Task data:

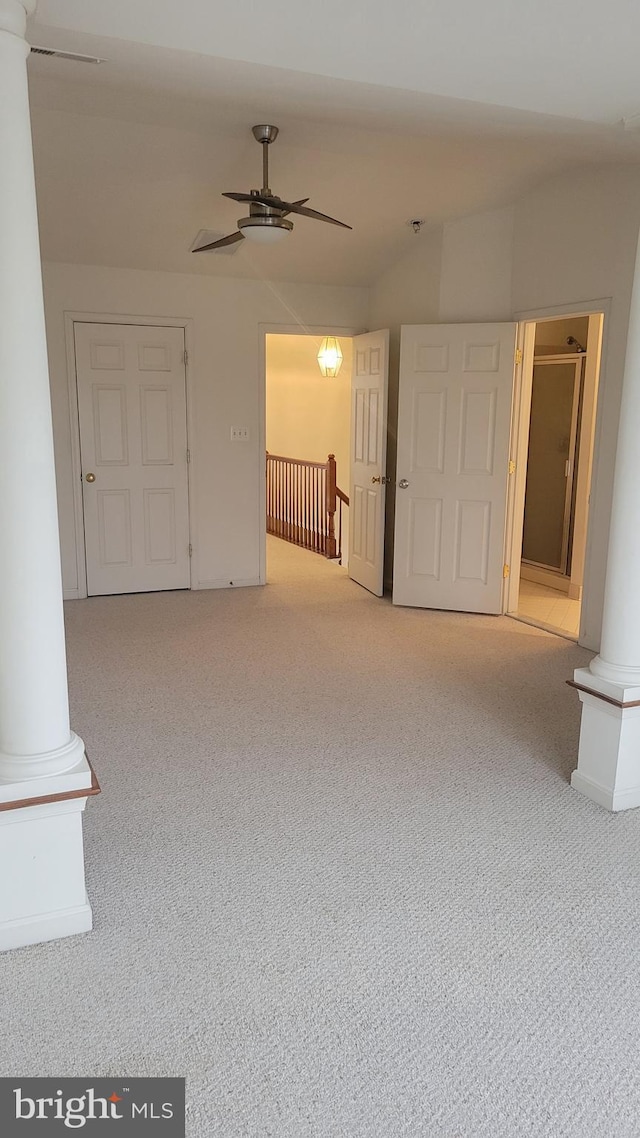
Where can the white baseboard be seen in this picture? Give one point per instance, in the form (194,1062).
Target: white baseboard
(544,577)
(226,583)
(44,926)
(614,801)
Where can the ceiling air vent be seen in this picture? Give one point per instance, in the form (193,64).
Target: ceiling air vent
(66,55)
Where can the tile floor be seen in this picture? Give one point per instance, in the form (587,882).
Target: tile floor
(549,608)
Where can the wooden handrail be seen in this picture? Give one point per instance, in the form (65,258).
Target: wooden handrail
(302,499)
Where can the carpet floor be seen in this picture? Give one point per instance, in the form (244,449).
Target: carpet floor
(339,880)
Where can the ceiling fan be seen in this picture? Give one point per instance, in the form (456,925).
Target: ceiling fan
(268,220)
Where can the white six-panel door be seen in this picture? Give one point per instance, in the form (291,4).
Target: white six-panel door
(132,412)
(453,434)
(368,460)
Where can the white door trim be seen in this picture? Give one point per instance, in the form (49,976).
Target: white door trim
(263,331)
(519,433)
(104,318)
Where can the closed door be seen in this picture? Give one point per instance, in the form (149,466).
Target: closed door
(132,412)
(368,460)
(453,435)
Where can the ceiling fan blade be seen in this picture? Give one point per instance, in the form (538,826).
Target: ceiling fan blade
(286,206)
(301,203)
(245,197)
(294,207)
(223,240)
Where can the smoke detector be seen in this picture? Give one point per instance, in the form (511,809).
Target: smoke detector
(75,56)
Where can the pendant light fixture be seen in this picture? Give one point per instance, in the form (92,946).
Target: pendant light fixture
(329,356)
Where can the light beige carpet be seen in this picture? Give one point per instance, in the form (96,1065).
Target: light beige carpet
(338,876)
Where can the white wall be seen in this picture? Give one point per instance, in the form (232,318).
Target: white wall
(574,241)
(476,267)
(227,390)
(407,294)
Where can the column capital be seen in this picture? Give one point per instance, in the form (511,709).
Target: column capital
(13,15)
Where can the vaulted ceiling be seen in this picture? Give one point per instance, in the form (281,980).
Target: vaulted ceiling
(386,112)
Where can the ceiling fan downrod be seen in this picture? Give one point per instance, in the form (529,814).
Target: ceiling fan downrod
(265,134)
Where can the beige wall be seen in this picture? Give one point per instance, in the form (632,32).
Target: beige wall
(551,335)
(574,242)
(308,414)
(477,255)
(226,388)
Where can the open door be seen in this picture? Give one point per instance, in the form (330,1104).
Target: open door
(369,387)
(453,436)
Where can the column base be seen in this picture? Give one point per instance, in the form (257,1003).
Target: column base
(35,930)
(42,892)
(608,761)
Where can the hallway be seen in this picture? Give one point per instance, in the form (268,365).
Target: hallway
(339,880)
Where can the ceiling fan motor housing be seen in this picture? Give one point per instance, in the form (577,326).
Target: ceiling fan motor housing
(264,133)
(270,220)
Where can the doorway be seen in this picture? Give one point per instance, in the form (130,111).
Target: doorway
(308,429)
(557,419)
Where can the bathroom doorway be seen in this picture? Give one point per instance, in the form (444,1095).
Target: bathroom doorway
(558,404)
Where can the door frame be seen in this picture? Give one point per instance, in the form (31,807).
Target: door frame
(73,318)
(264,330)
(520,415)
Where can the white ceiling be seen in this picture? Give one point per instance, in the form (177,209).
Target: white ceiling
(132,155)
(574,57)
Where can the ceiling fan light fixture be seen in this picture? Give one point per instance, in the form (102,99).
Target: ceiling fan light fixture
(264,230)
(330,356)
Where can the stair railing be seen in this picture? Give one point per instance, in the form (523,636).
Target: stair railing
(302,500)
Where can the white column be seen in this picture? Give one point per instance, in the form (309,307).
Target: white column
(608,768)
(40,757)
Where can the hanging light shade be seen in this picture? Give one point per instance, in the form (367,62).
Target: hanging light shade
(329,356)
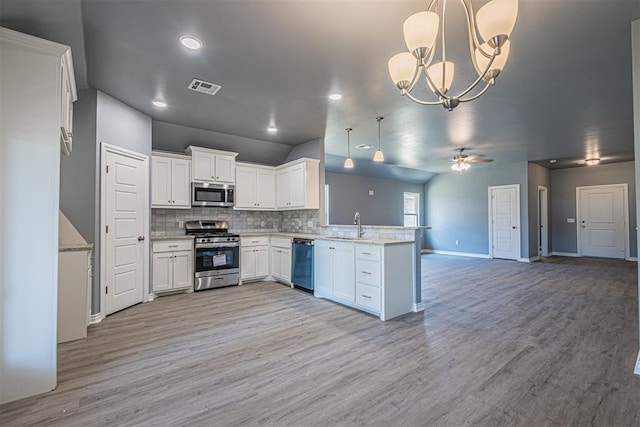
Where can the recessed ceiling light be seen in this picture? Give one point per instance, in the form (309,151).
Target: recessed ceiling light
(190,42)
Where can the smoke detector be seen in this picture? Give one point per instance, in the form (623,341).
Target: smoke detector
(198,85)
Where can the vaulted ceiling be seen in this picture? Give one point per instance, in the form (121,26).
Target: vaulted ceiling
(565,93)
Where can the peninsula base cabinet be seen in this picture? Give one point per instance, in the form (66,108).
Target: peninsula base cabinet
(172,266)
(375,278)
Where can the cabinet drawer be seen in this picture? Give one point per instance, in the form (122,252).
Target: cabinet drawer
(369,252)
(173,245)
(254,241)
(368,297)
(368,272)
(281,242)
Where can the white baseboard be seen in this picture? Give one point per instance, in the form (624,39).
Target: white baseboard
(570,254)
(96,318)
(454,253)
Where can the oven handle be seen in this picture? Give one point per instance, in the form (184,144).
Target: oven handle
(216,245)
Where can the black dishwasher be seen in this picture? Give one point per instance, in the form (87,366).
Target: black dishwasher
(302,264)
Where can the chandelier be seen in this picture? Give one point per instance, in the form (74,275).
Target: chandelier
(492,25)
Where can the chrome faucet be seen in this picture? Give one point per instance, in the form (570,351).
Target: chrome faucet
(356,221)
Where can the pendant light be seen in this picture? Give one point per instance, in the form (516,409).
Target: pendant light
(348,163)
(378,156)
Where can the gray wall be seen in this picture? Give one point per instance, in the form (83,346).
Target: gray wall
(120,125)
(77,171)
(457,207)
(350,193)
(538,176)
(563,200)
(176,138)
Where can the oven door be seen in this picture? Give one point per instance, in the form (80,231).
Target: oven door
(214,259)
(211,195)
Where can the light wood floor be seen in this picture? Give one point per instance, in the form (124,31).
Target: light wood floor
(501,342)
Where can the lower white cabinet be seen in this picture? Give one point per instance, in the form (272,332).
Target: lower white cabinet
(172,265)
(254,258)
(281,259)
(376,278)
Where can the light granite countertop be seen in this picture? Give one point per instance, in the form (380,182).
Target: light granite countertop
(75,247)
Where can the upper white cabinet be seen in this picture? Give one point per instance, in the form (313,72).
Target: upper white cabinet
(255,187)
(298,185)
(170,181)
(212,165)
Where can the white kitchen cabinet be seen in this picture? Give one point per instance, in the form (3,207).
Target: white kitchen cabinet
(255,187)
(254,258)
(212,165)
(335,270)
(172,265)
(376,278)
(297,184)
(281,259)
(170,181)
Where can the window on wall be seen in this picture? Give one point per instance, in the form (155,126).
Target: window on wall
(411,209)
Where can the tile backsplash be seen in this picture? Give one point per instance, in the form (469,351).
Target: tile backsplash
(166,222)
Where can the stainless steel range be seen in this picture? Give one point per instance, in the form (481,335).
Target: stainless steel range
(217,254)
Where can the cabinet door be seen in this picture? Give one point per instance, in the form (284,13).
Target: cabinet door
(225,169)
(262,261)
(297,182)
(283,189)
(160,181)
(248,263)
(162,272)
(203,166)
(323,268)
(245,195)
(285,265)
(276,263)
(265,188)
(180,183)
(182,269)
(344,285)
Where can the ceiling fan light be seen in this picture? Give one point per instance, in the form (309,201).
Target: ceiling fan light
(348,163)
(420,31)
(435,73)
(498,63)
(497,18)
(402,68)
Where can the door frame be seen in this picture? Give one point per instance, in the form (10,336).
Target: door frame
(625,213)
(519,238)
(104,149)
(543,221)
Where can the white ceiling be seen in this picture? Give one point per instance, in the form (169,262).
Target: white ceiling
(565,93)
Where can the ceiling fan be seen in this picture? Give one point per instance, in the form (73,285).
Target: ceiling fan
(462,162)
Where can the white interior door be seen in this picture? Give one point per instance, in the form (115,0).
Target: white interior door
(602,221)
(505,221)
(125,193)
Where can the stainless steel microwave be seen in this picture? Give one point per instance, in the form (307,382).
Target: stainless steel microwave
(213,195)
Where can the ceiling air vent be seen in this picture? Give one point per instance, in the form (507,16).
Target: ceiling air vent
(204,87)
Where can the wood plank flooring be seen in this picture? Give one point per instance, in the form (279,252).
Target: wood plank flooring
(501,343)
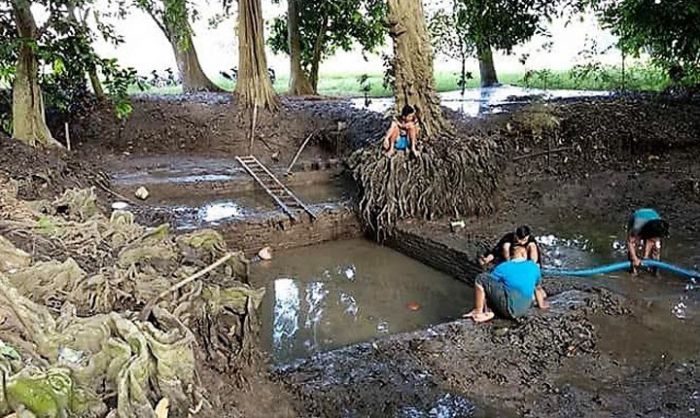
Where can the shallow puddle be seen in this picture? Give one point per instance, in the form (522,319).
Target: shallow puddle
(483,101)
(331,295)
(211,210)
(672,311)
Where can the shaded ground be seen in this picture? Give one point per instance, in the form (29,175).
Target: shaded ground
(616,155)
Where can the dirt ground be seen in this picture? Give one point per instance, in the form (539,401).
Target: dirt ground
(607,157)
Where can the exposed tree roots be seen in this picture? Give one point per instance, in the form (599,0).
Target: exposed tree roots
(451,177)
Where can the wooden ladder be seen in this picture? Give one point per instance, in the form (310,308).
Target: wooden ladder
(284,197)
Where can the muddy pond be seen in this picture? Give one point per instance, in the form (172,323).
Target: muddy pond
(335,294)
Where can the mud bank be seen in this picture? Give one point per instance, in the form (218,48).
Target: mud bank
(593,354)
(458,368)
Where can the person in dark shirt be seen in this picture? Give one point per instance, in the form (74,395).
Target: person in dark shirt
(522,237)
(645,229)
(508,290)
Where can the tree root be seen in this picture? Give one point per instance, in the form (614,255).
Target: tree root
(451,177)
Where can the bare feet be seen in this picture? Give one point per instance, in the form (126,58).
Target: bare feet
(483,317)
(471,313)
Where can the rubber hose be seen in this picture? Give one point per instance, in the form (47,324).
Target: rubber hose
(623,265)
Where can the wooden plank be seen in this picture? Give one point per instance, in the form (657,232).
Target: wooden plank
(284,207)
(287,191)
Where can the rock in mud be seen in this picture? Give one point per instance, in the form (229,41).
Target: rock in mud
(142,193)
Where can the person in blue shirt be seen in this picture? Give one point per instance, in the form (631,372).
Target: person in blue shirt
(403,133)
(645,230)
(508,290)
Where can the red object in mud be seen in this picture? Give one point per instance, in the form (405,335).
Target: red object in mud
(414,306)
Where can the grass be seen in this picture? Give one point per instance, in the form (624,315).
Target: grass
(609,78)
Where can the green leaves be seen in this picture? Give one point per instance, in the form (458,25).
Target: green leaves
(327,26)
(668,30)
(460,25)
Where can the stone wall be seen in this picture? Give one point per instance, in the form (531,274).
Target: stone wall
(280,232)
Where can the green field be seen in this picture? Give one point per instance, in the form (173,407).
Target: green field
(636,79)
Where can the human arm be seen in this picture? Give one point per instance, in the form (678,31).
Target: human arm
(632,250)
(533,253)
(505,251)
(540,297)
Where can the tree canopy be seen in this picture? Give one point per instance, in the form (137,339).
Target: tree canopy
(464,27)
(328,26)
(668,30)
(58,56)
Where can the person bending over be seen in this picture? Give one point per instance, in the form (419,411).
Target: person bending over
(522,237)
(403,133)
(645,230)
(508,290)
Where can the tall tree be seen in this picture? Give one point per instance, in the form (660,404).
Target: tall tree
(669,31)
(324,27)
(28,117)
(413,63)
(450,42)
(173,18)
(80,23)
(299,83)
(253,86)
(495,24)
(48,63)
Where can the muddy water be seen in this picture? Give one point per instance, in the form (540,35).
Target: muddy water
(665,327)
(327,296)
(483,101)
(210,210)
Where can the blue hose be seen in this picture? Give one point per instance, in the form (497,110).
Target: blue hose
(624,265)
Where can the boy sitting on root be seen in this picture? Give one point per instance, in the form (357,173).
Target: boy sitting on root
(508,290)
(403,133)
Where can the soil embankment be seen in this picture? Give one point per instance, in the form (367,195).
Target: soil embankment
(594,159)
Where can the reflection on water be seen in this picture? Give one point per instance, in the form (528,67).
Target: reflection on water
(447,406)
(217,211)
(580,244)
(482,101)
(335,294)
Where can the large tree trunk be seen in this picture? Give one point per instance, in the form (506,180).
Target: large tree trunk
(178,31)
(299,83)
(28,119)
(413,64)
(82,27)
(318,50)
(253,87)
(191,74)
(487,70)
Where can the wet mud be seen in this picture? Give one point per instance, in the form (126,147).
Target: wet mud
(619,346)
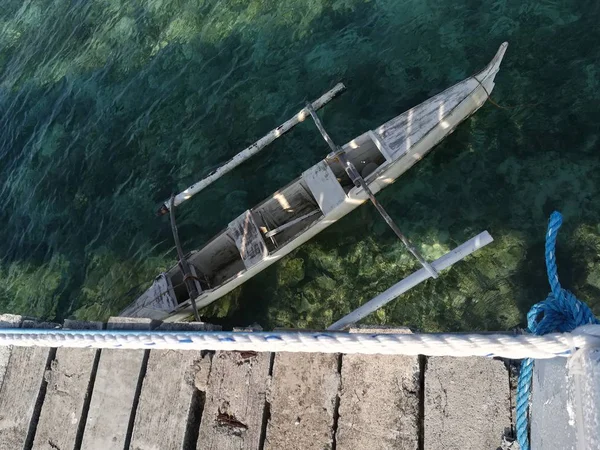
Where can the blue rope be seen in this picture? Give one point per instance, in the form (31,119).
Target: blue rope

Task requirements:
Reproduce word for word the lines running from the line with "Where can the stone" through the end of the data, both included, and nothing else; leave out the pictures.

Full answer:
Where can the stone wall be seen in this picture? Give one point per instance, in the form (531,274).
Target: stone wall
(280,232)
Where can the green field be seen in this picture? Give one point per instance, in the form (173,407).
Target: green field
(636,79)
Where can the human arm be seen in this picture? Give one point per instance, in the form (678,31).
Target: human arm
(632,250)
(533,253)
(505,251)
(540,297)
Where can the tree canopy be seen in this picture? Give one point per instance, in the form (137,339).
Target: tree canopy
(464,27)
(328,26)
(668,30)
(58,56)
Where can the person bending over be seen in this picture? Give one point per instance, in the form (419,411).
Target: person bending over
(522,237)
(403,133)
(645,230)
(508,290)
Where can the tall tree be seen in this picture? Give one point per instance, in the form (660,404).
Target: tall tree
(669,31)
(324,27)
(28,117)
(413,63)
(450,42)
(173,18)
(80,23)
(299,83)
(253,86)
(495,24)
(48,63)
Where can the muddy water be seen in this picture? Give one point per instance, in the form (540,35).
Target: muddy water
(665,327)
(327,296)
(483,101)
(210,210)
Where can the blue hose be seen in this picture? Give one point per instance, in the form (497,110).
Target: blue hose
(624,265)
Where can the boy sitting on root be seen in this picture? Give one point per instance, in the form (357,173).
Target: boy sitting on root
(508,290)
(403,133)
Where can the soil embankment be seen in this picture? Give one point per instance, in the form (367,195).
Target: soil embankment
(594,159)
Where can the reflection on water be seen in this picture? Give one point per instance, in the form (528,67).
Target: reflection on water
(447,406)
(217,211)
(580,244)
(482,101)
(335,294)
Where can the large tree trunk be seen in this picture? Give one point per instance, in the form (506,180).
Target: large tree trunk
(178,31)
(299,83)
(28,119)
(413,64)
(82,27)
(318,50)
(253,87)
(191,74)
(487,70)
Where can the wet mud be seen in this picture? Give one point per instance, in the form (126,147).
Target: wet mud
(619,346)
Where can the blue rope be seen in this picture? Give one point per instance, in the form (31,119).
Target: blue rope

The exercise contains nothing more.